Supplied records =
┌────────
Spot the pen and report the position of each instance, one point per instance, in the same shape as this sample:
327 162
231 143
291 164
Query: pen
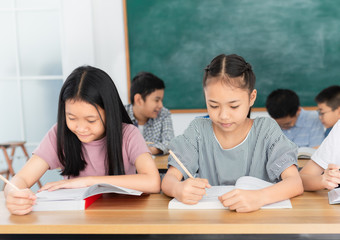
8 182
181 164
└────────
What you have to do =
Rewrite the entry above line by line, including its request, but multiply each point coordinate in the answers by 1.45 and round to the nearest whole number, with halves rounded up, while keeping the numbers in the request and its sample unchanged. Leave the picture out.

Right answer =
Spot the pen and report the position of each instance, one point per instance, in the same shape as this sample:
327 162
231 143
291 164
Query: pen
12 264
262 238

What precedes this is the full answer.